What you will do:
Omit the pictures from the listing below and print every remaining entry verbatim.

=== Section Start ===

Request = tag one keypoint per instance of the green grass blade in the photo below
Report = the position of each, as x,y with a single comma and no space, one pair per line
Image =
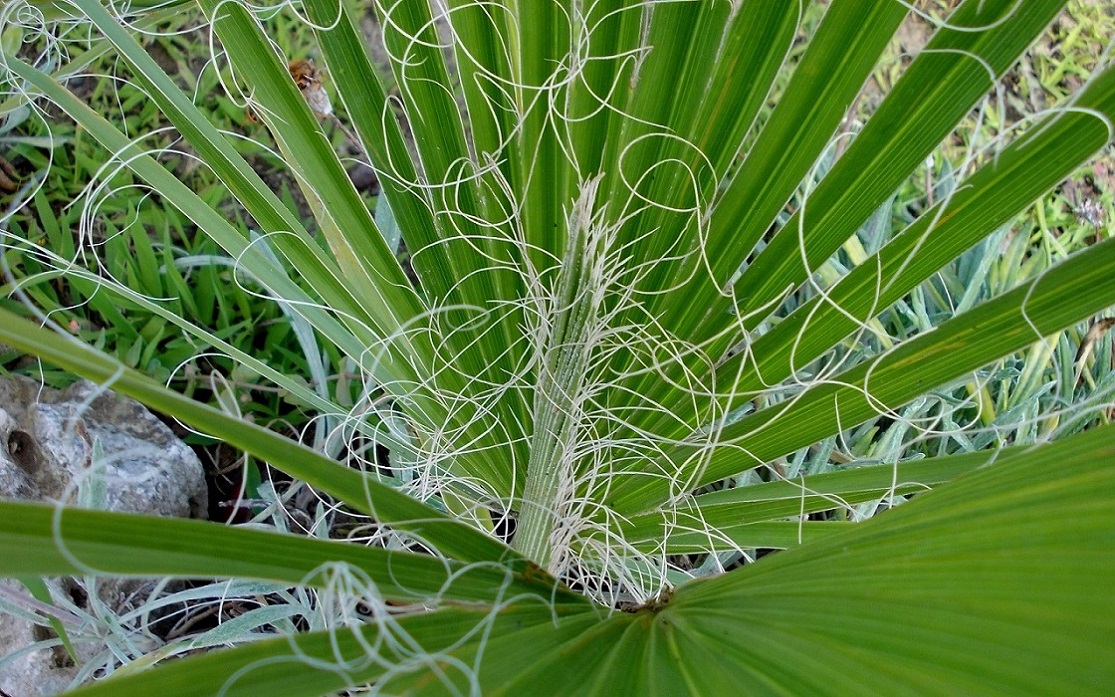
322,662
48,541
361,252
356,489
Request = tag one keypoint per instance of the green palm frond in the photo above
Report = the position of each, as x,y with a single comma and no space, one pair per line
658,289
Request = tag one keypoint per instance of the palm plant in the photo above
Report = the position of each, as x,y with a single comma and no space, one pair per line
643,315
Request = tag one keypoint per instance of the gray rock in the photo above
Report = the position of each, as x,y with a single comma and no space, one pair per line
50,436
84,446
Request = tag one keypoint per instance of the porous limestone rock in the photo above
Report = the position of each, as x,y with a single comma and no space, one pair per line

=== Section End ===

Solution to the exercise:
Request = tag one keypoint per instance of the green grass blade in the photo below
Report = the position of each, as x,y with a single comma and no space, one pair per line
Image =
322,662
48,541
361,252
356,489
Request = tag one keypoint per instance of the green palm frond in the photo above
Report = the position of each, as x,y with a single comma and no space, one pair per line
658,289
Request = tag one keypoint per instance of the palm plant in the photo above
Report = the position of each, as x,y with a single comma and no space, one pair per line
643,315
Request = tag one keypoint per instance of the gray rock in the photo above
Report = the position of each, as x,y with a single comma and no space, one pair per line
50,436
84,446
Request = tag one keypoint per instance of the porous limestone rock in the photo above
Report = the position of each, as x,y with a single comma and no space, one pair per line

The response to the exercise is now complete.